» Problem set
1. Translate this sentence from the passage on health insurer mergers into Spanish: "Both deals have received Second Requests for information from the Department of Justice’s Antitrust Division (“DOJ”) and each face a high hurdle to win approval from a DOJ that has recently challenged mergers in industries with few competitors and that is skeptical of such mega mergers."
2. According to the passage on health insurer mergers, which authorities are expected to take a critical look at the trend of health insurance consolidation? List all of them.
3. Carry the passage on health insurer mergers forward from its final sentence with a few more sentences in the same vein.

» Text passage
Segment Open
Both deals have received Second Requests for information from the Department of Justice’s Antitrust Division (“DOJ”) and each face a high hurdle to win approval from a DOJ that has recently challenged mergers in industries with few competitors and that is skeptical of such mega mergers.
To be sure, the surge of health insurer deals will not viewed with a blind eye rather the DOJ, state AGs, and state health insurance commissioners are expected to take a critical look at the trend of health insurance consolidation and the specific antitrust concerns related to each deal to make sure competition is preserved and the mergers do not lead to higher costs for consumers.
Segment Closed
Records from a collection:
Segment Open
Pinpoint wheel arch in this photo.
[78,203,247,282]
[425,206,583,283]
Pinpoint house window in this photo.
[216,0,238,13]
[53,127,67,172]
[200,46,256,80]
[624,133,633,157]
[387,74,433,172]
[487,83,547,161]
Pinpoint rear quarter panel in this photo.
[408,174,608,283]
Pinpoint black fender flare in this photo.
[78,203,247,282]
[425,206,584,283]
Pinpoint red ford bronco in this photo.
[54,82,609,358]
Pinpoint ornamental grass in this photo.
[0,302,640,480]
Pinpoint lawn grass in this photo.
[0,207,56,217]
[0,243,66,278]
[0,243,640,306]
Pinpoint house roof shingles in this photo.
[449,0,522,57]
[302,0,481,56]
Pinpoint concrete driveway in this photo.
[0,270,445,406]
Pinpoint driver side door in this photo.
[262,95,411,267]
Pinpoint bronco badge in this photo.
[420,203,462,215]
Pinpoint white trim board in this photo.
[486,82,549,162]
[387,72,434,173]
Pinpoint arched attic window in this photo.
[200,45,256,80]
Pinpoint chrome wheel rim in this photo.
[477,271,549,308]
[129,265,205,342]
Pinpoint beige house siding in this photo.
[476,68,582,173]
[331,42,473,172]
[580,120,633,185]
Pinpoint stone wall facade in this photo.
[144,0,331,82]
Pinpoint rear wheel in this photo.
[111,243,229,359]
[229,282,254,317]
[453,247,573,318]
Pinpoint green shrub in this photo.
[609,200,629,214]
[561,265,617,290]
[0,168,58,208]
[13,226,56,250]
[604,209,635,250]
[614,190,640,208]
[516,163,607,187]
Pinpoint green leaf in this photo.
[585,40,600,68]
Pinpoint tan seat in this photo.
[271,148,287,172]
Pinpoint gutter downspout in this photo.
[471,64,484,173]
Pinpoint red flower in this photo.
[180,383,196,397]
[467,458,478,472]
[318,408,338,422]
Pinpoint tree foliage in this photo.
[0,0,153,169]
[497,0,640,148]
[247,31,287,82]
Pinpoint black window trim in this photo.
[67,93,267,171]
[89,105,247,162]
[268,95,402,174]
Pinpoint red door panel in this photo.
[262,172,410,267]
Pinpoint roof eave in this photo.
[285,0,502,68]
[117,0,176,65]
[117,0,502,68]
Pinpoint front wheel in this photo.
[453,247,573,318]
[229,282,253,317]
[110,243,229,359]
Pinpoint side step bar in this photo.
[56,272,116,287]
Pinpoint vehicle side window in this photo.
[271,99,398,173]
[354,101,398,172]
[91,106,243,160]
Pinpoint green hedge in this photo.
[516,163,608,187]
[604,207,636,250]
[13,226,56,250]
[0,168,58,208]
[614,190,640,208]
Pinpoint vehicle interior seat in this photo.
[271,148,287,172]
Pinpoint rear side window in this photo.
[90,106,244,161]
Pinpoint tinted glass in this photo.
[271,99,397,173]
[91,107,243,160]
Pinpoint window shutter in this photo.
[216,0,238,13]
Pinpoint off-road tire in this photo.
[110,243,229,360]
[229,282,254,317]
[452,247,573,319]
Segment Closed
» Per-task answers
1. Ambas operaciones han recibido Segundas Solicitudes de información de la División Antimonopolio del Departamento de Justicia (“DOJ”), y cada una enfrenta un obstáculo considerable para obtener la aprobación de un DOJ que recientemente ha impugnado fusiones en sectores con pocos competidores y que se muestra escéptico ante megafusiones de este tipo.

2.
- The DOJ
- State AGs
- State health insurance commissioners

3.
The Affordable Care Act (“ACA”) is premised on the idea that consumers benefit from competition in both provider and insurer markets so maintaining competition is very important. Therefore, merger enforcement by the FTC and DOJ should continue to be a priority. The FTC has done its part as it has recently challenged a number of mergers between hospitals and physician groups and continues to investigate other combinations. The DOJ has also done its part. Indeed, in the past sixteen years, the DOJ has either blocked outright or required divestitures in seven health insurance mergers. The DOJ has protected individuals, employers buying small and large group insurance, Medicaid managed-care enrollees, and Medicare Advantage customers as well as health care providers. Each of the enforcement actions by the FTC and DOJ have focused on local competition concerns, now the DOJ has two major health insurer deals with both national and local implications to review. The regulators will have to determine whether the transactions should be allowed and if so, what types of remedies will be necessary to restore any lost competition from the mergers.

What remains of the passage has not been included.